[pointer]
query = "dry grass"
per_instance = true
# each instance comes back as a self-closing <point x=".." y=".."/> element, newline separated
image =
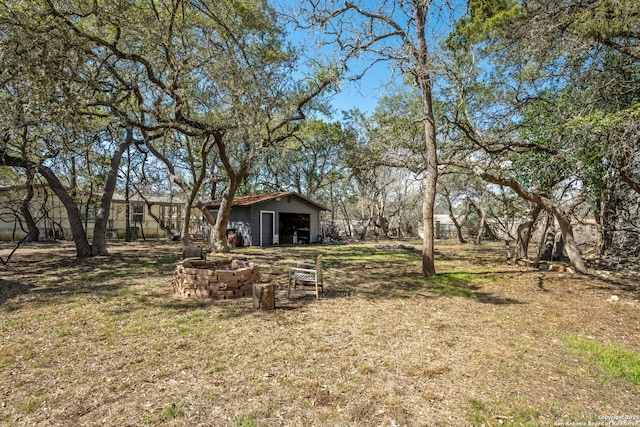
<point x="104" y="342"/>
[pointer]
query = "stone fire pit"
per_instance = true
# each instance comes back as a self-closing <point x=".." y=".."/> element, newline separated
<point x="220" y="279"/>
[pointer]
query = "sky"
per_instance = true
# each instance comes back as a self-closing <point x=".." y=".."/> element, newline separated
<point x="365" y="93"/>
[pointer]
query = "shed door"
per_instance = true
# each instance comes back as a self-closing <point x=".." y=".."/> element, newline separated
<point x="266" y="228"/>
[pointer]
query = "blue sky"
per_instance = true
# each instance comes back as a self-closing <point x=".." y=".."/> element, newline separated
<point x="375" y="83"/>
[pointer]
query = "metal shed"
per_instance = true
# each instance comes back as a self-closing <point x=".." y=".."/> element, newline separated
<point x="285" y="218"/>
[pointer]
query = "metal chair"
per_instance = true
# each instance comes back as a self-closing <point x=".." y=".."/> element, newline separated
<point x="306" y="275"/>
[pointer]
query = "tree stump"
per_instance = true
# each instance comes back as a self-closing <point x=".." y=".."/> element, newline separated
<point x="264" y="296"/>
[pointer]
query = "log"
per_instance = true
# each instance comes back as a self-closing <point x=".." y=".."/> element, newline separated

□ □ □ □

__Exercise details__
Leave the pictures out, and print every line of the listing exactly as written.

__Answer to this task__
[pointer]
query = "dry grass"
per_instance = true
# each instance comes back as a self-closing <point x=".." y=".."/> element, newline separated
image =
<point x="104" y="342"/>
[pointer]
query = "stone fire pit"
per_instance = true
# each instance comes back as a self-closing <point x=".." y=".."/> element, newline separated
<point x="220" y="279"/>
[pointer]
query = "sky"
per_instance = true
# each instance comes back as a self-closing <point x=".." y=".."/> element, newline separated
<point x="365" y="93"/>
[pointer]
query = "shed door"
per_instance = true
# each instance comes back as a self-closing <point x=".." y=".."/> element, newline separated
<point x="266" y="228"/>
[pointer]
query = "blue sky"
per_instance = true
# each instance comes back as a self-closing <point x=".." y=".."/> element, newline separated
<point x="375" y="83"/>
[pointer]
query = "metal shed"
per_instance = true
# each instance comes back as a self-closing <point x=".." y=".."/> element, newline separated
<point x="285" y="218"/>
[pointer]
query = "metal chair"
per_instance = true
# each instance comes back as a self-closing <point x=".." y=".."/> element, newline separated
<point x="306" y="275"/>
[pointer]
query = "tree stump"
per_instance = true
# each instance comes back as a self-closing <point x=".." y=".."/> element, newline separated
<point x="264" y="296"/>
[pointer]
query = "log"
per_instance = true
# each instance comes back as a self-closing <point x=".." y=".."/> element, newline separated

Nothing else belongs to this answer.